## Task objective
Find every line in the records below that holds the word "gelatin" and copy it.

## The input
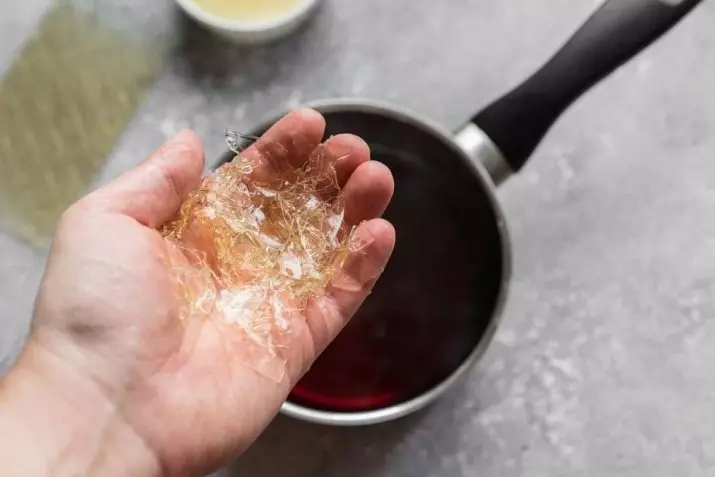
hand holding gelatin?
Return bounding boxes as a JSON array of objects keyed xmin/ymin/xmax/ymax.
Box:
[{"xmin": 0, "ymin": 109, "xmax": 395, "ymax": 477}]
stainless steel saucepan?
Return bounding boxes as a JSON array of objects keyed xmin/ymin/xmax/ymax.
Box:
[{"xmin": 217, "ymin": 0, "xmax": 706, "ymax": 426}]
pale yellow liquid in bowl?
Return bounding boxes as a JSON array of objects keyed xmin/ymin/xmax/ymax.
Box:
[{"xmin": 192, "ymin": 0, "xmax": 303, "ymax": 22}]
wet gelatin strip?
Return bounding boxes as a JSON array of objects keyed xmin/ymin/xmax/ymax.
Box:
[{"xmin": 161, "ymin": 135, "xmax": 355, "ymax": 381}]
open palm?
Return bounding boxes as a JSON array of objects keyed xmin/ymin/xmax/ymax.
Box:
[{"xmin": 26, "ymin": 109, "xmax": 395, "ymax": 476}]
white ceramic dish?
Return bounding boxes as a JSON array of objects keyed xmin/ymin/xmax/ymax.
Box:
[{"xmin": 174, "ymin": 0, "xmax": 320, "ymax": 44}]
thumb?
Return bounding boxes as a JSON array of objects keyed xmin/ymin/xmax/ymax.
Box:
[{"xmin": 83, "ymin": 130, "xmax": 205, "ymax": 228}]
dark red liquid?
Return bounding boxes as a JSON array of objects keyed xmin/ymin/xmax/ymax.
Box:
[
  {"xmin": 218, "ymin": 109, "xmax": 506, "ymax": 413},
  {"xmin": 287, "ymin": 126, "xmax": 504, "ymax": 412}
]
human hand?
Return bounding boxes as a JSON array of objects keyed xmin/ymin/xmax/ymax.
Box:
[{"xmin": 0, "ymin": 109, "xmax": 395, "ymax": 477}]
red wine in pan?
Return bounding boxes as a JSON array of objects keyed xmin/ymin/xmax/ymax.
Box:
[{"xmin": 288, "ymin": 146, "xmax": 503, "ymax": 412}]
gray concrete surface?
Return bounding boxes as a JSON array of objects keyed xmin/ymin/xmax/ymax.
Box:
[{"xmin": 3, "ymin": 0, "xmax": 715, "ymax": 476}]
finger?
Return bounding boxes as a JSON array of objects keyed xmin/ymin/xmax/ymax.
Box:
[
  {"xmin": 240, "ymin": 108, "xmax": 326, "ymax": 182},
  {"xmin": 342, "ymin": 160, "xmax": 394, "ymax": 226},
  {"xmin": 324, "ymin": 134, "xmax": 371, "ymax": 187},
  {"xmin": 302, "ymin": 218, "xmax": 395, "ymax": 356},
  {"xmin": 307, "ymin": 134, "xmax": 371, "ymax": 199},
  {"xmin": 81, "ymin": 130, "xmax": 205, "ymax": 228}
]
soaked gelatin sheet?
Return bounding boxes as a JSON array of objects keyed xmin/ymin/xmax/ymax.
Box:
[{"xmin": 161, "ymin": 132, "xmax": 355, "ymax": 381}]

## Solution to this problem
hand holding gelatin?
wet gelatin strip?
soaked gelatin sheet?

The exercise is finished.